> _WHAT YOU SHOULD DO_
Please restate the records that follow word for word, omitting any images.

> _DATASET EXTRACT_
===

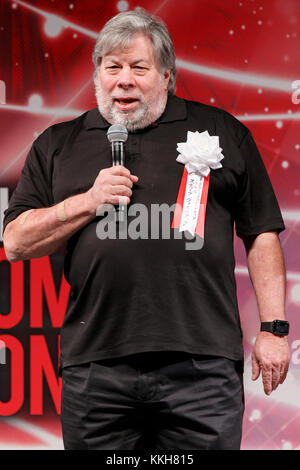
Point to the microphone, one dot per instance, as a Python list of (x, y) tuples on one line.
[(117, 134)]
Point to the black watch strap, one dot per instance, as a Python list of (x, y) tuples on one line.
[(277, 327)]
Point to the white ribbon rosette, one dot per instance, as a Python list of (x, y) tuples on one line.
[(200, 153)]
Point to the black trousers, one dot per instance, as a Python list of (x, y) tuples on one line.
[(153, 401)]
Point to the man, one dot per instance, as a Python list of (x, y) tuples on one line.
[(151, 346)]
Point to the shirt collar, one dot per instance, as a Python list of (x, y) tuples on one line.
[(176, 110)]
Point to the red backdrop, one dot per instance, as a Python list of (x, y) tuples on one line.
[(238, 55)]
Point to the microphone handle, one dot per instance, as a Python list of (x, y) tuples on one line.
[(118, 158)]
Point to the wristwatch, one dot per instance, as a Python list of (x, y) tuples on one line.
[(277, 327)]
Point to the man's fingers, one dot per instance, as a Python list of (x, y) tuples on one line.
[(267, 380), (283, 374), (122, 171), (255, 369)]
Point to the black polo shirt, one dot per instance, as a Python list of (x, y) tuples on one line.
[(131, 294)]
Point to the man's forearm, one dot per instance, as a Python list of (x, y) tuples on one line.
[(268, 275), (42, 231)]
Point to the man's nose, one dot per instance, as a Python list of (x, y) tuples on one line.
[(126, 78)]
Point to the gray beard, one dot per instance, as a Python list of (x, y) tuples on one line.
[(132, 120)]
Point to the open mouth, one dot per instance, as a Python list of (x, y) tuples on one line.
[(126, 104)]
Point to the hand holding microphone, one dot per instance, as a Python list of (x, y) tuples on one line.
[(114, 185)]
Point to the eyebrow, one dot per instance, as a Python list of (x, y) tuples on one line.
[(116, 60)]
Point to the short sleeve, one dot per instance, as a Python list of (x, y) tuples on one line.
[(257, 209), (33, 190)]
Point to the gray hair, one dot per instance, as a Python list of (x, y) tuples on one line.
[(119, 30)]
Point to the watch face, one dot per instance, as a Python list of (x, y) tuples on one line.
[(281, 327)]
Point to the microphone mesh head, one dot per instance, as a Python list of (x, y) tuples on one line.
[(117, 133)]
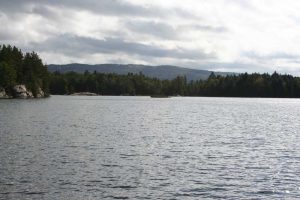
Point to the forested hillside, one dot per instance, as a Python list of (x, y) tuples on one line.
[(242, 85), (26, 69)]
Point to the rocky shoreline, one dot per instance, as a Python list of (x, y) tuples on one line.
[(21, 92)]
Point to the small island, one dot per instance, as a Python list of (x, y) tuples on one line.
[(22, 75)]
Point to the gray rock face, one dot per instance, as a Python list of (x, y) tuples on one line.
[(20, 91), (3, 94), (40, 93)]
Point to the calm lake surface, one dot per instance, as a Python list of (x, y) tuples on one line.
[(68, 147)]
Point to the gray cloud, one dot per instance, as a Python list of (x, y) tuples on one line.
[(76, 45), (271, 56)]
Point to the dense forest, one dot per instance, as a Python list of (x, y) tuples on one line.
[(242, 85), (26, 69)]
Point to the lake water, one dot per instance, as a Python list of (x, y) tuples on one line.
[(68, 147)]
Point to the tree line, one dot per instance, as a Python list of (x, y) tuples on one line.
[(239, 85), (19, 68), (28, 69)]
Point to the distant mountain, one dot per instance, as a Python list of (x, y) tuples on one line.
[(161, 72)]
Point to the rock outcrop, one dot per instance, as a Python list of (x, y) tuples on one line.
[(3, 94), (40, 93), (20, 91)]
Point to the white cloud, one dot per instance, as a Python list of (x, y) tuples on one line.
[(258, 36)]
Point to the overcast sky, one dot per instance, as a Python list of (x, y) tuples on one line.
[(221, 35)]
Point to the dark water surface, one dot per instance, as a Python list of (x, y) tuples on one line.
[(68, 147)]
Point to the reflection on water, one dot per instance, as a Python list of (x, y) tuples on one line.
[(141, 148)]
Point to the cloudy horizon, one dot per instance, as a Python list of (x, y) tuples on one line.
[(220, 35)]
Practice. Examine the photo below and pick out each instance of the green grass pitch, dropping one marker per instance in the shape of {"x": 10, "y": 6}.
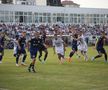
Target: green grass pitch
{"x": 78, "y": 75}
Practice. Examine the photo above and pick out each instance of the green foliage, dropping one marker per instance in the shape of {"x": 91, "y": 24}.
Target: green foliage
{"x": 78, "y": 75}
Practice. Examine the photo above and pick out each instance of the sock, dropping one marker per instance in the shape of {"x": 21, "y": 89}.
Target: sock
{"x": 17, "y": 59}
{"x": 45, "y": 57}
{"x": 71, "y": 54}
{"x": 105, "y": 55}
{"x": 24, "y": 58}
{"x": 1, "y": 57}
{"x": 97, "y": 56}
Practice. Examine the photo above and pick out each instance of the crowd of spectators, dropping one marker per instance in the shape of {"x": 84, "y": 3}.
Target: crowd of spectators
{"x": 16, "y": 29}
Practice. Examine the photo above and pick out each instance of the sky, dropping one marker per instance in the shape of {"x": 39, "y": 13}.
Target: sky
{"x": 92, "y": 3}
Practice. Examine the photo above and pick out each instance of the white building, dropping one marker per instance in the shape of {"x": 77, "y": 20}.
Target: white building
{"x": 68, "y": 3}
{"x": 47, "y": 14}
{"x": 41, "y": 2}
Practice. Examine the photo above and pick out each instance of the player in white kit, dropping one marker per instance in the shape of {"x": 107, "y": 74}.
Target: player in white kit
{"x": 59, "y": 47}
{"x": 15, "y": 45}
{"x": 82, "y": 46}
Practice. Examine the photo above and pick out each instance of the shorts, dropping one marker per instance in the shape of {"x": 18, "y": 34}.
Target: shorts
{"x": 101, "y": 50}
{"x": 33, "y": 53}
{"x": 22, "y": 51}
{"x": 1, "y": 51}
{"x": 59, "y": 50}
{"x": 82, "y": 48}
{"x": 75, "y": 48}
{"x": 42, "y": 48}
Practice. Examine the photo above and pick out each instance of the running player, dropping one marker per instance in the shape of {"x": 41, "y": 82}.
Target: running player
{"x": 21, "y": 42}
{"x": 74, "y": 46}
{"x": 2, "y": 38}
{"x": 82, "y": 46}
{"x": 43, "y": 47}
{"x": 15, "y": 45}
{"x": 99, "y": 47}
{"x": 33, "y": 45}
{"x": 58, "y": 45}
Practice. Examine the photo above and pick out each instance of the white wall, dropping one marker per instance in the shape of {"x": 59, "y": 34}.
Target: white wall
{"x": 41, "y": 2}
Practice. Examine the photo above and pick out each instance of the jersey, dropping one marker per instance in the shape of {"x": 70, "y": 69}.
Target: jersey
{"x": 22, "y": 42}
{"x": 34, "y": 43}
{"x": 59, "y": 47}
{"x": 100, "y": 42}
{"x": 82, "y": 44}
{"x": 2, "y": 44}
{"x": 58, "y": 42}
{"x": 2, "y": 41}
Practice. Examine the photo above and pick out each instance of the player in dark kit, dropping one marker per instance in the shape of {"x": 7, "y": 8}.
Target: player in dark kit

===

> _FINISHED TASK_
Point to the microphone, one dot per instance, as a Python list of (x, y) tuples on one line.
[(117, 134)]
Point to the black watch strap, one dot per instance, as a Python list of (x, y) tuples on one line.
[(277, 327)]
Point to the white ribbon rosette, one dot per instance, as a Python list of (x, y) tuples on one line.
[(200, 153)]
Point to the black trousers, one dot per instance, as a Python list of (x, y) tuples on one line.
[(153, 401)]
Point to the man, one dot per instance, as a Python list of (x, y) tuples on one line.
[(151, 346)]
Point to the shirt collar, one dot per instance, as a Python list of (x, y) tuples on one line.
[(176, 110)]
Point to the red backdrop, one dot per instance, as a Python list of (x, y) tuples on one line.
[(238, 55)]
Point to the microphone handle, one dot per instance, as a Python list of (x, y) tuples on one line.
[(118, 158)]
Point to the wristwatch, one dot per instance, as a Python list of (x, y) tuples on one line.
[(277, 327)]
Point to the man's fingers, one dot per instance, as a Python list of (x, y) tuples on one line.
[(267, 380), (283, 374), (122, 171), (255, 369)]
Point to the black polo shirt, one dot per instance, as a Python list of (x, y) tuples on one line.
[(131, 294)]
Point to the man's forearm, one dot per instance, as a Python list of (x, y) tuples on one line.
[(268, 275), (42, 231)]
Point to the man's nose, one dot per instance, as a Python list of (x, y) tuples on one line.
[(126, 78)]
Point to the gray beard, one dot per instance, as a Python list of (x, y) tuples on one line.
[(132, 120)]
Point to the open mouth, one dot per instance, as a Python list of (x, y) tuples on one line.
[(126, 104)]
Point to the hand holding microphone, one dot per instance, as a Python list of (x, y) tuples on one line.
[(114, 185)]
Point to the eyebrow, one dot per instance, as a Python list of (x, y) tuples on one line.
[(116, 60)]
Point to the short sleeve, one dot per instance, as a Python list of (x, y) tuples on one line.
[(257, 209), (33, 190)]
Point to the gray hair, one dot per instance, as a Python list of (x, y) tuples on one line.
[(119, 30)]
Point to the watch face, one dot per instance, as a Python list of (x, y) tuples on one line.
[(281, 327)]
Point to the microphone mesh head, one dot per instance, as a Python list of (x, y) tuples on one line.
[(117, 133)]
Point to the forested hillside, one dot per instance, as a Python list of (x, y) tuples on one line.
[(242, 85), (26, 69)]
Point to the rocky shoreline, one dot per instance, as a Python list of (x, y) tuples on one line.
[(21, 92)]
Point to the small island, one dot per instance, as a Python list of (x, y) tuples on one line.
[(22, 75)]
Point to the gray rock face, one dot per instance, as a Python list of (x, y) tuples on one line.
[(20, 91), (3, 94), (40, 93)]
Point to the calm lake surface, one dot per instance, as a Python list of (x, y) tuples on one line.
[(68, 147)]
Point to the gray cloud, one dot per instance, as a Python list of (x, y) tuples on one line.
[(76, 45), (271, 56)]
Point to the dense forest, one dot per instance, as a Python list of (x, y) tuples on one line.
[(242, 85), (26, 69)]
Point to the lake water, one dot per instance, as a Python list of (x, y) tuples on one line.
[(68, 147)]
Point to the tree line, one dot per instance, as a Python list of (x, y) tuples on one line.
[(239, 85), (19, 68), (28, 69)]
Point to the distant mountain, one dot per instance, as a Python list of (x, y) tuples on one line.
[(161, 72)]
Point to the rock outcrop, one dot per instance, as a Python list of (x, y) tuples on one line.
[(3, 94), (40, 93), (20, 91)]
Point to the white cloud, one dot per instance, as a Python list of (x, y) tuples on one line.
[(258, 36)]
Point to the overcast sky, one dot per instance, as a Python list of (x, y) tuples on one line.
[(221, 35)]
Point to the dark water surface, one dot per instance, as a Python list of (x, y) tuples on one line.
[(68, 147)]
Point to the reflection on water, one dot per instance, as a Python list of (x, y) tuples on one line.
[(141, 148)]
Point to the cloudy horizon, one dot per instance, as a Python list of (x, y) tuples on one line.
[(220, 35)]
Practice. Examine the photo below and pick out each instance of the green grass pitch, dropping one marker per instance in the shape of {"x": 10, "y": 6}.
Target: green grass pitch
{"x": 78, "y": 75}
Practice. Examine the photo above and pick out each instance of the green foliage, dropping one marker per instance in the shape of {"x": 91, "y": 24}.
Target: green foliage
{"x": 78, "y": 75}
Practice. Examine the photo above and pick out each instance of the sock, dropping one marker per instance in the shape of {"x": 21, "y": 89}.
Target: sock
{"x": 17, "y": 59}
{"x": 45, "y": 57}
{"x": 71, "y": 54}
{"x": 105, "y": 55}
{"x": 24, "y": 58}
{"x": 1, "y": 57}
{"x": 97, "y": 56}
Practice. Examine the photo above and pick out each instance of the crowd of spectators, dropping one marker per instance in the shape of {"x": 84, "y": 3}.
Target: crowd of spectators
{"x": 16, "y": 29}
Practice. Examine the photo above and pick out each instance of the sky, dropping one marker per instance in the shape of {"x": 39, "y": 13}.
Target: sky
{"x": 92, "y": 3}
Practice. Examine the photo above and pick out each instance of the white building, dropping one marker per instance in the shape of {"x": 77, "y": 20}.
Target: white building
{"x": 68, "y": 3}
{"x": 47, "y": 14}
{"x": 41, "y": 2}
Practice. Examine the photo above and pick out each instance of the player in white kit, dropping one marker per instance in the shape of {"x": 107, "y": 74}.
Target: player in white kit
{"x": 59, "y": 47}
{"x": 15, "y": 45}
{"x": 82, "y": 46}
Practice. Examine the photo above and pick out each instance of the shorts, dropping one marker per instance in the shape of {"x": 18, "y": 34}.
Target: shorts
{"x": 101, "y": 50}
{"x": 33, "y": 53}
{"x": 22, "y": 51}
{"x": 1, "y": 51}
{"x": 59, "y": 50}
{"x": 82, "y": 48}
{"x": 75, "y": 48}
{"x": 42, "y": 48}
Practice. Examine the photo above and pick out each instance of the running player, dropping one marker per instance in the shape of {"x": 41, "y": 82}.
Target: running player
{"x": 21, "y": 42}
{"x": 74, "y": 46}
{"x": 2, "y": 38}
{"x": 82, "y": 46}
{"x": 43, "y": 47}
{"x": 15, "y": 45}
{"x": 99, "y": 47}
{"x": 33, "y": 45}
{"x": 58, "y": 45}
Practice. Examine the photo above and pick out each instance of the white wall, dropping one marker per instance in the shape of {"x": 59, "y": 34}.
Target: white wall
{"x": 41, "y": 2}
Practice. Examine the photo above and pick out each instance of the jersey, dropping one marker per instance in the shape of {"x": 70, "y": 69}.
Target: jersey
{"x": 22, "y": 42}
{"x": 34, "y": 43}
{"x": 59, "y": 47}
{"x": 100, "y": 42}
{"x": 82, "y": 44}
{"x": 2, "y": 44}
{"x": 58, "y": 42}
{"x": 2, "y": 41}
Practice. Examine the photo above and pick out each instance of the player in dark kit, dropping one marker per instance in the shape of {"x": 7, "y": 8}.
Target: player in dark kit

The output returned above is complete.